EXERCISE GOAL = Copy out the entries below, beginning at the line that contains "Category: blurred background player" and stopping after the line that contains "left=680, top=3, right=893, bottom=539". Move every bounding-box coordinate in the answers up by 67, leaving the requests and their sample box format unchanged.

A sequence of records:
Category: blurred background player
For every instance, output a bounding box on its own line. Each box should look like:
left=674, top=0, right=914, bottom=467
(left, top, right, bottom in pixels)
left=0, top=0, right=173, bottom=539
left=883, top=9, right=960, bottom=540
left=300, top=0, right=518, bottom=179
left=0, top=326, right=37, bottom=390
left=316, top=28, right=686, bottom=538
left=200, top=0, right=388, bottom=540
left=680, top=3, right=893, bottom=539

--

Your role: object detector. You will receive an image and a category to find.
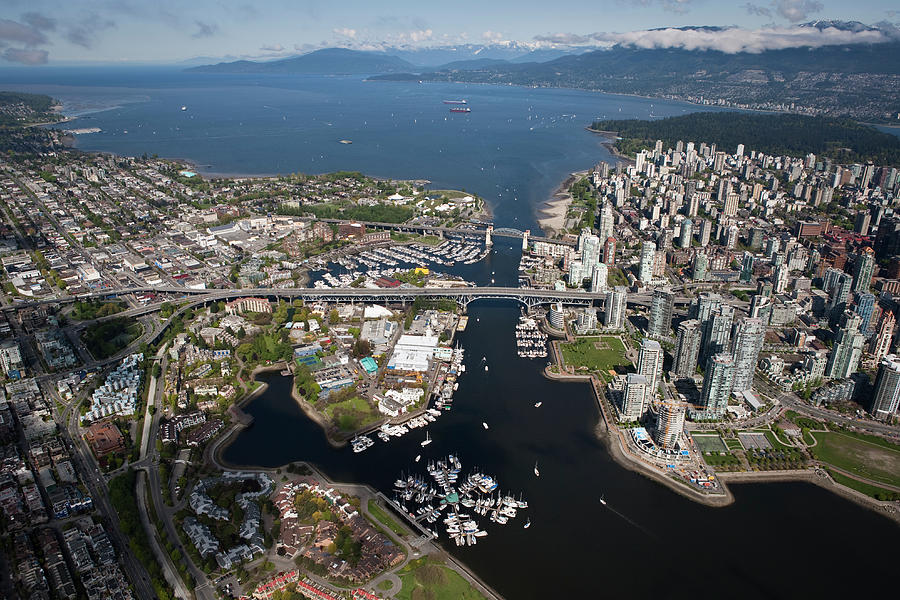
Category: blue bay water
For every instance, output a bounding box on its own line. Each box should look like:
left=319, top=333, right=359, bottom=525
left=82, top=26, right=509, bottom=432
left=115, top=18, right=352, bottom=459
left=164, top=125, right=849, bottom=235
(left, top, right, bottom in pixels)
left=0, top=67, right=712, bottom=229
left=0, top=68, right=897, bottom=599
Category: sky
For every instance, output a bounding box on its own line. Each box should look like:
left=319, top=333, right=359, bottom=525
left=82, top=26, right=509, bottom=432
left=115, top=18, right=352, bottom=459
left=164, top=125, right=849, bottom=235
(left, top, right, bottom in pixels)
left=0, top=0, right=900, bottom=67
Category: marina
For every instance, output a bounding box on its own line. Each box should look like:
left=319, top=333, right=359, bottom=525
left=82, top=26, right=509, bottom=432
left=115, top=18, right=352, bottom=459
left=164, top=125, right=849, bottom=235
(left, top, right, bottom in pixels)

REPLY =
Category: blurred background player
For every instance, output a bounding box on its own line. Each box should look like:
left=674, top=0, right=914, bottom=467
(left, top, right, bottom in pixels)
left=67, top=67, right=240, bottom=606
left=950, top=76, right=1027, bottom=607
left=367, top=67, right=585, bottom=246
left=67, top=393, right=104, bottom=457
left=383, top=95, right=753, bottom=605
left=267, top=67, right=455, bottom=607
left=747, top=70, right=960, bottom=606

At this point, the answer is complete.